▸ GIVEN TASK
Swap "reference point" for "anchor point" in every one of the rows below, and leave all other text as it is.
★ ★ ★ ★ ★
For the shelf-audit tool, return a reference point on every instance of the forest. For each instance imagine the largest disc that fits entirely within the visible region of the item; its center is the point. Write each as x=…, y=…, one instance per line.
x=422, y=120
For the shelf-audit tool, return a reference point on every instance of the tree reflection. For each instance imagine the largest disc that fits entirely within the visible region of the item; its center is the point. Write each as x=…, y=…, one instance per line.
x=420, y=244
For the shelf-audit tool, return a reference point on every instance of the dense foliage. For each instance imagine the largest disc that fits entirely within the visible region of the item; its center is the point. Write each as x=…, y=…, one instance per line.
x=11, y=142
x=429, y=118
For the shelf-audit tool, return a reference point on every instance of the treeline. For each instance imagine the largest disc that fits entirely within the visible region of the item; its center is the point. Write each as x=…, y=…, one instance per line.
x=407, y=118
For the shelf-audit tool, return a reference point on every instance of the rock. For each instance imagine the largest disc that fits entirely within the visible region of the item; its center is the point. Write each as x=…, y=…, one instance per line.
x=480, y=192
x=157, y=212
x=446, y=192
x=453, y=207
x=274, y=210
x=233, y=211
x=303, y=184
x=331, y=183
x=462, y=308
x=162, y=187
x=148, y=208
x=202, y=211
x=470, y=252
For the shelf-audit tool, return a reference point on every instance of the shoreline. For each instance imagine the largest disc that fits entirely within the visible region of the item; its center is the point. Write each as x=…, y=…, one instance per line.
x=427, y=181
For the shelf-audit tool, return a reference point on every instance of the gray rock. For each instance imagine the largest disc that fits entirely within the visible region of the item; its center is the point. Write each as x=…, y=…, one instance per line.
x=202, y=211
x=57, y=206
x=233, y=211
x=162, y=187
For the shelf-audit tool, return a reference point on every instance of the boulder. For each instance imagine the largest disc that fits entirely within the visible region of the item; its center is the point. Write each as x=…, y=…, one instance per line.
★ ★ ★ ★ ★
▸ FINISHED EXERCISE
For the shelf-audit tool, return a anchor point on every instance of the forest. For each instance imagine the largest disc that fits entirely within the visible region of the item; its center is the point. Write each as x=…, y=…, one instance per line.
x=422, y=120
For the shelf-audit tool, return a anchor point on every instance of the tree reflection. For each instance imagine the largest disc that fits entirely within the visible region of the item; its center is the point. Write each as x=…, y=…, one instance per line.
x=420, y=244
For the shelf-audit tool, return a anchor point on every instance of the dense foliage. For each instance imagine the largest disc that fits entirely within the visible region of the item; its center is the point. Write each as x=…, y=…, one instance per line.
x=11, y=142
x=429, y=118
For the shelf-audit tool, return a anchor point on every instance of the treeline. For each instance imagine the largest disc that fits entirely within the visible region of the item; its center is the point. Write each as x=…, y=…, one instance per line.
x=407, y=118
For the shelf-audit tool, return a anchor point on every instance of the rock. For each instance imagine the largest disc that fits entirely within the visible region of the item; its center is the point. Write each as x=…, y=…, one instance per line.
x=480, y=192
x=157, y=212
x=446, y=192
x=453, y=207
x=274, y=210
x=233, y=211
x=303, y=184
x=331, y=183
x=462, y=308
x=162, y=187
x=148, y=208
x=202, y=211
x=470, y=252
For the shelf-audit tool, return a anchor point on every instance of the shoreline. For each instance imagine the largest disc that fits entirely within the visible region of the item; its center is the point. Write each as x=…, y=…, one instance per line.
x=427, y=181
For the shelf-audit tool, return a anchor point on every instance of the gray rock. For each instance imagine the largest disc that fits entirely within the visible region of the item; its center is the point. Write each as x=…, y=…, one instance per line.
x=202, y=211
x=57, y=206
x=233, y=211
x=162, y=187
For the shelf-audit tool, return a anchor point on every instance of the boulder. For each instance imagine the largest disc that fits entirely within the visible region of the item; its center is the point. Write each as x=…, y=…, one instance per line.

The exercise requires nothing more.